**RECORDS FOR PROCESSING:**

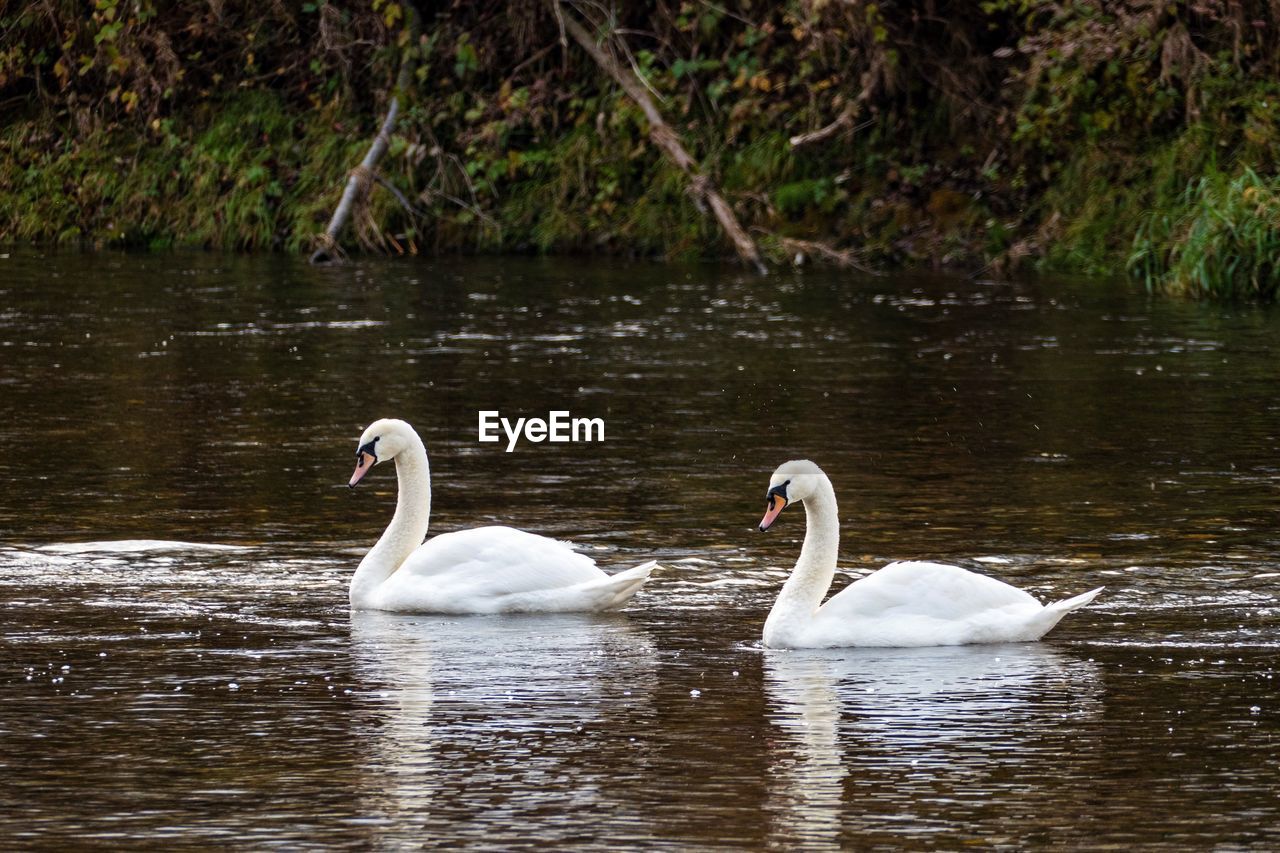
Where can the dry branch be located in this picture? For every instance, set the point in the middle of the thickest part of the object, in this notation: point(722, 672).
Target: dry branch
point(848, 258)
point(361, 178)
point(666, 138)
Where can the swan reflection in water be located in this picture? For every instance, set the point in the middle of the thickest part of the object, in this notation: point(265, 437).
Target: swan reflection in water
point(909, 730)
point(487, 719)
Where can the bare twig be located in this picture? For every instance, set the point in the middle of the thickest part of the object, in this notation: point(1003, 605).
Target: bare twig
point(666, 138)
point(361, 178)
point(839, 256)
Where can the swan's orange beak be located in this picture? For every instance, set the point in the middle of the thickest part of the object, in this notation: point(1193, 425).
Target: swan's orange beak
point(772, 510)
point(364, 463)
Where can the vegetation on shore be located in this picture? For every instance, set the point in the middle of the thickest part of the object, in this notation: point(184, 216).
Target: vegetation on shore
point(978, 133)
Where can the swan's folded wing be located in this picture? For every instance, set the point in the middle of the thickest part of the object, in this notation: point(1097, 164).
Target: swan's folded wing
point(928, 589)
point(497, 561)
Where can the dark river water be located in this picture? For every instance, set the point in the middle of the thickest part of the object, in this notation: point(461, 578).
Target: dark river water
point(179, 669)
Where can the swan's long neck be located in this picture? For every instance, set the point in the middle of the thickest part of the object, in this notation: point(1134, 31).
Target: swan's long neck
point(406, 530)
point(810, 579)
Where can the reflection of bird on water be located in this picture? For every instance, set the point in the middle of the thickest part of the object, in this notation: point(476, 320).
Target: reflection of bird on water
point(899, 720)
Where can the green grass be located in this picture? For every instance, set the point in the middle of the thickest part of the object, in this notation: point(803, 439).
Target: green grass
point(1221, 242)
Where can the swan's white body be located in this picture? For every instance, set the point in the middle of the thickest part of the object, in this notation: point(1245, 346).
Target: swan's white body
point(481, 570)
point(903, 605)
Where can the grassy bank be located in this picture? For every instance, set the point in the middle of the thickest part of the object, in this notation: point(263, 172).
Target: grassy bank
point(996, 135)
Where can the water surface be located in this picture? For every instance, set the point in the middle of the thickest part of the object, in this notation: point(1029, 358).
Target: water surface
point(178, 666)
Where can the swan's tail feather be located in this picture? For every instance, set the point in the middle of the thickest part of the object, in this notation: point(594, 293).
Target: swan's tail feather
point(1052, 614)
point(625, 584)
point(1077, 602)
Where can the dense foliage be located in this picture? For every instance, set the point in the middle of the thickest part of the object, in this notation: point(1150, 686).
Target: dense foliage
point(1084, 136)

...

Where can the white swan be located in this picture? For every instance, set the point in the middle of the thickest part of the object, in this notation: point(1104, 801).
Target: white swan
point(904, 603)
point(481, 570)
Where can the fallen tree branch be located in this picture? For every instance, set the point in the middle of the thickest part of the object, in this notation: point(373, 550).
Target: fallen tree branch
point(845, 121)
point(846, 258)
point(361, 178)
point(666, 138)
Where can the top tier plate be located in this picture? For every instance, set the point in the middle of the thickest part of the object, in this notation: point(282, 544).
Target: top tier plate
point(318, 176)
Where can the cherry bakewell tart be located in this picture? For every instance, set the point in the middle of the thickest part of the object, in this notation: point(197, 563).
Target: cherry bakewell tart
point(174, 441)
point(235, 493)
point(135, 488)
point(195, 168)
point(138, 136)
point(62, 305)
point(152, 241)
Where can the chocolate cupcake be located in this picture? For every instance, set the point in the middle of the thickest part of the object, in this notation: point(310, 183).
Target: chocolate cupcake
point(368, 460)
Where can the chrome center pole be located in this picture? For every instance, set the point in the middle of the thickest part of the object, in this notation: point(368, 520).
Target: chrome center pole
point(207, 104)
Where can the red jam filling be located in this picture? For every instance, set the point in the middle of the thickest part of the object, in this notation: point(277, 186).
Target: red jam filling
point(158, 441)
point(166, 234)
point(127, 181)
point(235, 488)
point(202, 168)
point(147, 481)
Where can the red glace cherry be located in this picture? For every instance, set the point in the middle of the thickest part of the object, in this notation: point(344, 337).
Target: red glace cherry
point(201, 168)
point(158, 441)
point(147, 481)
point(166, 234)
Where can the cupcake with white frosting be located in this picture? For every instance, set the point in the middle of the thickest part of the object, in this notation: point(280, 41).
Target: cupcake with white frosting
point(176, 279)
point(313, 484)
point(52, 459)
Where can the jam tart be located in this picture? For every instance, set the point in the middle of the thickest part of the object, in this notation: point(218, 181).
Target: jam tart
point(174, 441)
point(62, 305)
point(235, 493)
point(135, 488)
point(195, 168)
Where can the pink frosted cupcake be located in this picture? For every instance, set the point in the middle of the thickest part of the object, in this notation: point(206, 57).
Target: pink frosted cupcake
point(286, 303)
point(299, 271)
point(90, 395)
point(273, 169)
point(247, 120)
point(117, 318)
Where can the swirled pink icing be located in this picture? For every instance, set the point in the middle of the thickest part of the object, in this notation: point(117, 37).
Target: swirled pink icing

==

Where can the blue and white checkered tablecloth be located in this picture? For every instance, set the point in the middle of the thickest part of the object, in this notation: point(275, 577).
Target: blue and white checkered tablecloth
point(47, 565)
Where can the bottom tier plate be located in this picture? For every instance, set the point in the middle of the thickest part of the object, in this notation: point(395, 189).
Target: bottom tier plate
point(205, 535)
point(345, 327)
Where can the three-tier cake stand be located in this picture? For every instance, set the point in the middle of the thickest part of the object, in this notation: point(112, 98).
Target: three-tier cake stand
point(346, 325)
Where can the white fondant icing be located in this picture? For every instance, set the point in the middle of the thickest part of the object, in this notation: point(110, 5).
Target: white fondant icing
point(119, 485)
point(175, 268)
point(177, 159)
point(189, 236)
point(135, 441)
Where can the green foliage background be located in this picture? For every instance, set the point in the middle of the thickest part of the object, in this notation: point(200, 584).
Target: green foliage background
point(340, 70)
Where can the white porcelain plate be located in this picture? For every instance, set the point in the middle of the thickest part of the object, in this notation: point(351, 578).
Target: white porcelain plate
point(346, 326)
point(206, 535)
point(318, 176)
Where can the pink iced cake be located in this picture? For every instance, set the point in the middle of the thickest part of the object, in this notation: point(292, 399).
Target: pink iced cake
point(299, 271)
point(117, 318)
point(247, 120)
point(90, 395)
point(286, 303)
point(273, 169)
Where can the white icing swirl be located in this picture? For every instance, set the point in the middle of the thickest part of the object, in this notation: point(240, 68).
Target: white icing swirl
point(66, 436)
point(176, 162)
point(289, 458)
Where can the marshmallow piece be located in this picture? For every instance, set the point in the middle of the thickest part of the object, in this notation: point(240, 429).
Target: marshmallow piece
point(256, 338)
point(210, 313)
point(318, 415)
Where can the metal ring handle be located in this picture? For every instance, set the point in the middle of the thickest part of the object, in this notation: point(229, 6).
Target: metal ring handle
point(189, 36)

**DO THIS:** Rewrite the records starting at the line that contains "Where can the swan's long" and ending at the line that contains "point(996, 135)", swapping "thickest" for "widest" and leaving everything else as it is.

**FULL RESPONSE:**
Where can the swan's long neck be located in this picture? For every instance, set the point in the middle of the widest part of the object, in this notation: point(1134, 31).
Target: swan's long neck
point(406, 530)
point(810, 579)
Where can the reflection of bird on water be located in this picture? For every instance, set the point in the middle of the widest part of the object, in this notation: point(476, 320).
Target: reflection of bird on water
point(899, 720)
Where can the green grass be located in this picture? For every instance, set the point in the middle of the widest part of the object, in this notation: point(803, 439).
Target: green grass
point(1221, 242)
Where can the swan's white body be located in this picture? For every instance, set the point in the middle of the widest part of the object, in this notation: point(1245, 346).
Target: swan's white body
point(481, 570)
point(903, 605)
Where can the grassy bank be located in this picture? For every instance, set the point in the middle of the widest part of the object, in this notation: point(263, 172).
Target: grassy bank
point(996, 135)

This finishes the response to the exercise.